• **EXTRAIT DU DOCUMENT**
————

Conclusion
p. 175-182
Texte intégral
1Il apparaît finalement que le charme et la force de Moon Palace résident en partie dans ses tensions et ses contradictions laissées en suspens, dans son hésitation entre deux pôles que l'on peut appeler le continu et le discontinu, mais aussi l'un et le multiple, le fragmentaire et le cohérent, le total et le partiel, la dislocation et la vision... en d'autres termes, comme le fait remarquer Linda Hutcheon à propos de certains romans et films contemporains,
c'est le processus même de négociation des contradictions postmodernes qui est mis en avant, pas un produit présentant la satisfaisante clôture, la plénitude qui résulteraient de la réconciliation de ces contraires1.
2La discontinuité temporelle, résultat notamment d'un usage assez fréquent de la prolepse, voire de la prophétie, fractionne le récit, mais elle est subvertie par la récurrence des motifs « biographiques », qui fait de la vie de nombreux personnages l'éternel recommencement d'un schéma défini. Moon Palace retrace l'histoire d'une famille sur plusieurs générations, et ré-invente le genre de la « saga » sur le mode ironique.

————

(Entrées de pointage d'objets étiquetés)
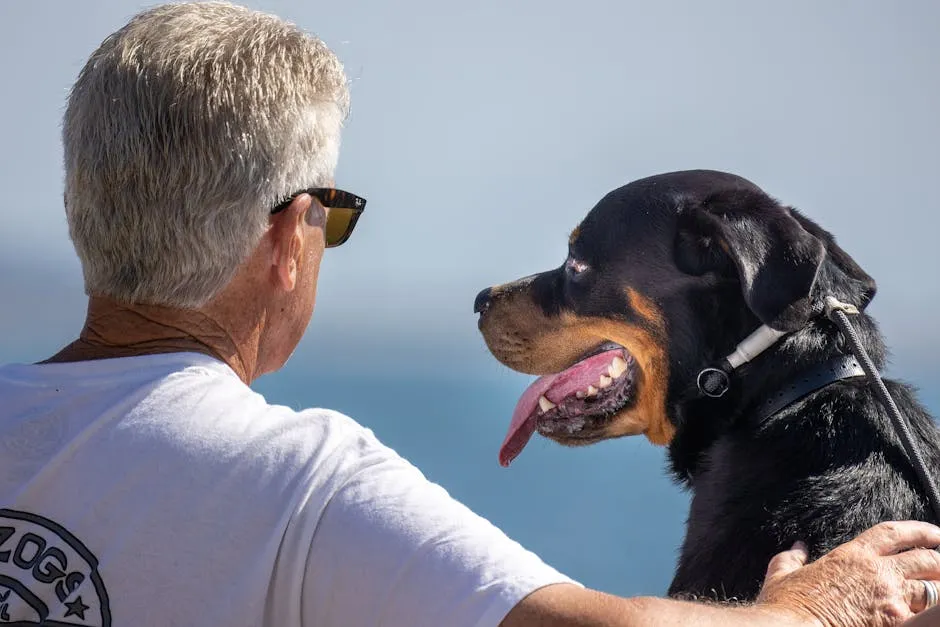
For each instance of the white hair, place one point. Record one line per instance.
(183, 130)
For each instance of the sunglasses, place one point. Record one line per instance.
(344, 211)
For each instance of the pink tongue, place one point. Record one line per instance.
(555, 387)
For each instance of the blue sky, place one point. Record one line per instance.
(482, 132)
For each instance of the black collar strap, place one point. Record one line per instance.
(815, 378)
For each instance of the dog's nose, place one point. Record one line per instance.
(482, 301)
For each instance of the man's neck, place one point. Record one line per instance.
(114, 329)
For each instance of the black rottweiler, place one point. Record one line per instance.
(665, 276)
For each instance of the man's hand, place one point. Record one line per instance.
(872, 580)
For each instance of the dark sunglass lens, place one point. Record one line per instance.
(338, 223)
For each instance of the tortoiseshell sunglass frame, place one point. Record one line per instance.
(335, 200)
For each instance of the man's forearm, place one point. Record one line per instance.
(570, 606)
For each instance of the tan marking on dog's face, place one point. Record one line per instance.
(520, 336)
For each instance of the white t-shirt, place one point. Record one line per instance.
(161, 490)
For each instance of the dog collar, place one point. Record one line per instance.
(815, 378)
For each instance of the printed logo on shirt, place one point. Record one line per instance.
(48, 577)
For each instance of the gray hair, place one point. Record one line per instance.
(183, 129)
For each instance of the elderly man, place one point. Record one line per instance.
(144, 483)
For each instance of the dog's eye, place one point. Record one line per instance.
(573, 266)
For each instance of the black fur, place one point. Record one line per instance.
(718, 257)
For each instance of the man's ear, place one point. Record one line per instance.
(747, 234)
(287, 233)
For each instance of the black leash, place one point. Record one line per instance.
(839, 313)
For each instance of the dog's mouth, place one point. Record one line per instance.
(573, 405)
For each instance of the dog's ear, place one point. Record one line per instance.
(747, 234)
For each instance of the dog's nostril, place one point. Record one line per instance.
(482, 301)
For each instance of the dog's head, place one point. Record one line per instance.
(664, 276)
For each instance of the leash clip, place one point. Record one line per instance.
(833, 304)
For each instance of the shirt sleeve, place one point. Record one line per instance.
(394, 549)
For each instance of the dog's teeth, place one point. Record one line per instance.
(617, 367)
(546, 404)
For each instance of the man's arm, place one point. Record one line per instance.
(872, 580)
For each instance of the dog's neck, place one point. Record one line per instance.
(703, 421)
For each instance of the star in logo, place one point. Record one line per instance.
(76, 608)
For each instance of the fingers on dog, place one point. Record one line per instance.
(889, 538)
(786, 562)
(918, 564)
(919, 596)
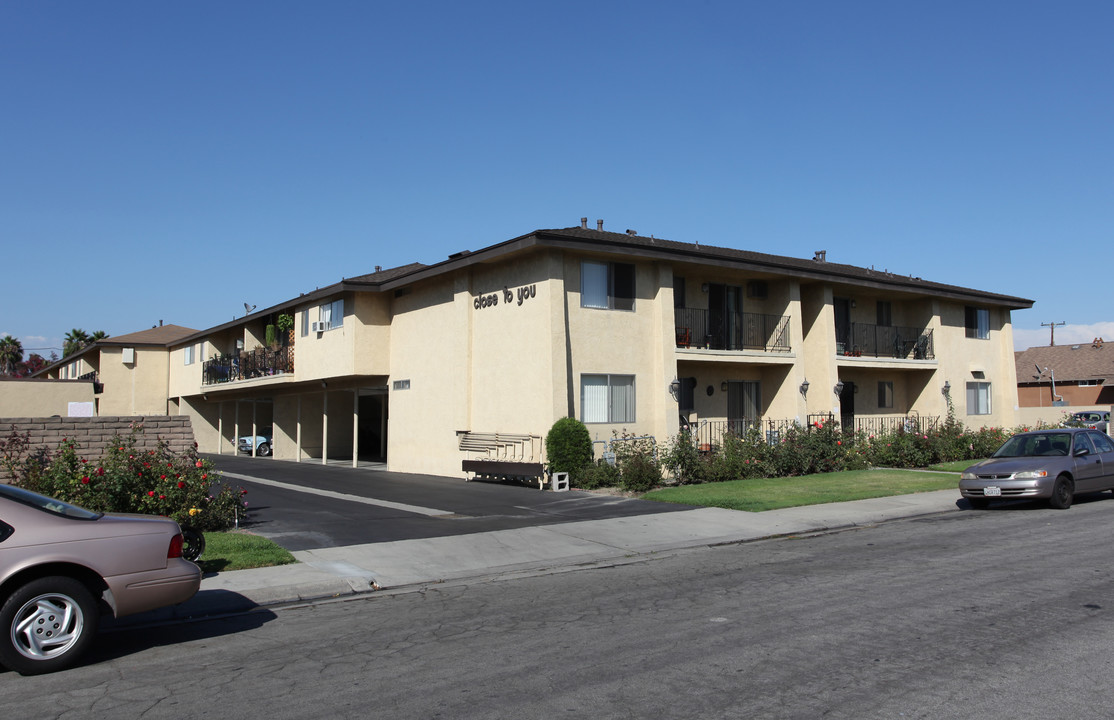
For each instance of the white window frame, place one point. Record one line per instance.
(332, 313)
(981, 327)
(978, 398)
(593, 273)
(885, 395)
(607, 398)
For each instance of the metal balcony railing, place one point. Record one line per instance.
(885, 341)
(254, 363)
(731, 330)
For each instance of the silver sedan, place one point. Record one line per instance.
(1052, 465)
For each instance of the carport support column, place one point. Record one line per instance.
(297, 431)
(355, 427)
(324, 428)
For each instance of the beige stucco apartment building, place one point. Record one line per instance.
(628, 333)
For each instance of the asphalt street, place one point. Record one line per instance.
(1003, 614)
(309, 506)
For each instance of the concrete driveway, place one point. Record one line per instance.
(309, 506)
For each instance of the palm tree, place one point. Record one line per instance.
(11, 353)
(75, 340)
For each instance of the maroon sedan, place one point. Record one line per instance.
(61, 566)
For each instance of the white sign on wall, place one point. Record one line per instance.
(80, 409)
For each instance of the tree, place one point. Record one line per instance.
(76, 339)
(11, 353)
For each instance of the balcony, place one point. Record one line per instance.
(885, 341)
(255, 363)
(716, 330)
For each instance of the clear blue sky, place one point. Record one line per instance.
(172, 161)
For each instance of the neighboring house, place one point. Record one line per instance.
(1074, 376)
(129, 373)
(628, 333)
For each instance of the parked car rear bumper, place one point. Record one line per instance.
(176, 583)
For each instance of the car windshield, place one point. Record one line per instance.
(1038, 445)
(47, 504)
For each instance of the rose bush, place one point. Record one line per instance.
(181, 486)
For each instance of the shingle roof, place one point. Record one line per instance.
(1069, 363)
(818, 269)
(159, 336)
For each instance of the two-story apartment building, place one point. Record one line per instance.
(625, 332)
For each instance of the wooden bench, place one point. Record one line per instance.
(507, 456)
(504, 470)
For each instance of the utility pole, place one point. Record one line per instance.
(1052, 327)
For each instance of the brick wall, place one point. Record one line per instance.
(93, 435)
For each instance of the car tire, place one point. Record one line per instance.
(47, 624)
(1063, 490)
(193, 543)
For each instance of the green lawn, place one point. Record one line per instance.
(769, 494)
(241, 551)
(957, 466)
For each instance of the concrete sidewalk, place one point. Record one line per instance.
(334, 572)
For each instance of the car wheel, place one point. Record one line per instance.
(193, 543)
(1062, 493)
(48, 623)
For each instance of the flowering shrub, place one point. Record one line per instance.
(182, 487)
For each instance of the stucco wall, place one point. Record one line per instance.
(41, 398)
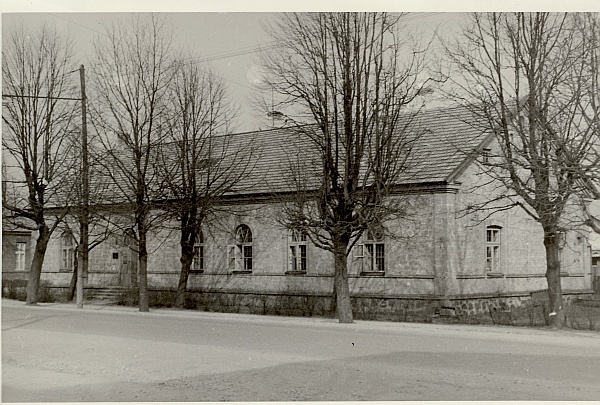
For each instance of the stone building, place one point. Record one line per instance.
(248, 262)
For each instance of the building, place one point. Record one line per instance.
(247, 261)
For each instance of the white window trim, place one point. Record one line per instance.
(369, 260)
(496, 259)
(296, 245)
(67, 256)
(236, 261)
(20, 256)
(195, 267)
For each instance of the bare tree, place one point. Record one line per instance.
(130, 79)
(351, 77)
(38, 111)
(201, 163)
(525, 77)
(588, 26)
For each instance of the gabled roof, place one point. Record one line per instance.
(446, 140)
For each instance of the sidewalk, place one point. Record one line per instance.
(564, 336)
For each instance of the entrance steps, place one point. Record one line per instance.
(104, 295)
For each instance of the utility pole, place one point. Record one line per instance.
(84, 213)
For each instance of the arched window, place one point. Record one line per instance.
(198, 260)
(297, 251)
(493, 242)
(375, 250)
(20, 256)
(371, 252)
(240, 254)
(67, 249)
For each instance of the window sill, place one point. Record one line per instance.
(295, 273)
(372, 273)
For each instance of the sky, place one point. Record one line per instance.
(227, 42)
(223, 35)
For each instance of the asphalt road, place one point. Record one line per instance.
(56, 353)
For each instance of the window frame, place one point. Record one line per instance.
(197, 265)
(493, 250)
(67, 252)
(297, 252)
(20, 256)
(373, 253)
(240, 257)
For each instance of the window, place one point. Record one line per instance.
(67, 246)
(239, 256)
(20, 252)
(198, 260)
(492, 248)
(297, 252)
(485, 155)
(372, 251)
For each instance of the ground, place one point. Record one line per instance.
(55, 352)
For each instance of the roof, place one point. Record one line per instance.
(443, 141)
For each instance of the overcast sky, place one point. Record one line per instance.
(228, 42)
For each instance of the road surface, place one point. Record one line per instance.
(57, 353)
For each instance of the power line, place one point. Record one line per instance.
(50, 98)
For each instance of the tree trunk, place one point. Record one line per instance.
(73, 283)
(143, 269)
(33, 284)
(343, 304)
(186, 261)
(551, 242)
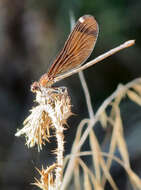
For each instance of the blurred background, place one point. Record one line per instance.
(32, 32)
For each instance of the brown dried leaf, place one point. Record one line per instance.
(95, 155)
(120, 138)
(134, 97)
(87, 184)
(103, 119)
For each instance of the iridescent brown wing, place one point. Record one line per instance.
(77, 48)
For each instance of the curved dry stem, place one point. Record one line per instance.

————

• **À FAIRE**
1) D'après la conclusion sur Moon Palace, quel genre le roman réinvente-t-il sur le mode ironique ?
2) Reproduisez à l'identique, dans la conclusion sur Moon Palace, tout le passage allant de « 2La discontinuité temporelle, résultat » jusqu'à « le mode ironique. ».
3) Pour chaque affirmation, dites si elle concorde avec la conclusion sur Moon Palace en répondant par oui ou par non, et citez mot pour mot les termes qui tranchent.
(a) La discontinuité temporelle découle notamment d'un usage fréquent de la prolepse.
(b) Moon Palace retrace l'histoire d'une famille sur une seule génération.
(c) Linda Hutcheon fait sa remarque à propos de certains romans et films contemporains.
Ces entrées proviennent d'une autre source.

• **LISTE DES SOLUTIONS**
1) Le genre de la « saga ».

2)
2La discontinuité temporelle, résultat notamment d'un usage assez fréquent de la prolepse, voire de la prophétie, fractionne le récit, mais elle est subvertie par la récurrence des motifs « biographiques », qui fait de la vie de nombreux personnages l'éternel recommencement d'un schéma défini. Moon Palace retrace l'histoire d'une famille sur plusieurs générations, et ré-invente le genre de la « saga » sur le mode ironique.

3)
(a) Oui : « La discontinuité temporelle, résultat notamment d'un usage assez fréquent de la prolepse ».
(b) Non : « Moon Palace retrace l'histoire d'une famille sur plusieurs générations ».
(c) Oui : « comme le fait remarquer Linda Hutcheon à propos de certains romans et films contemporains ».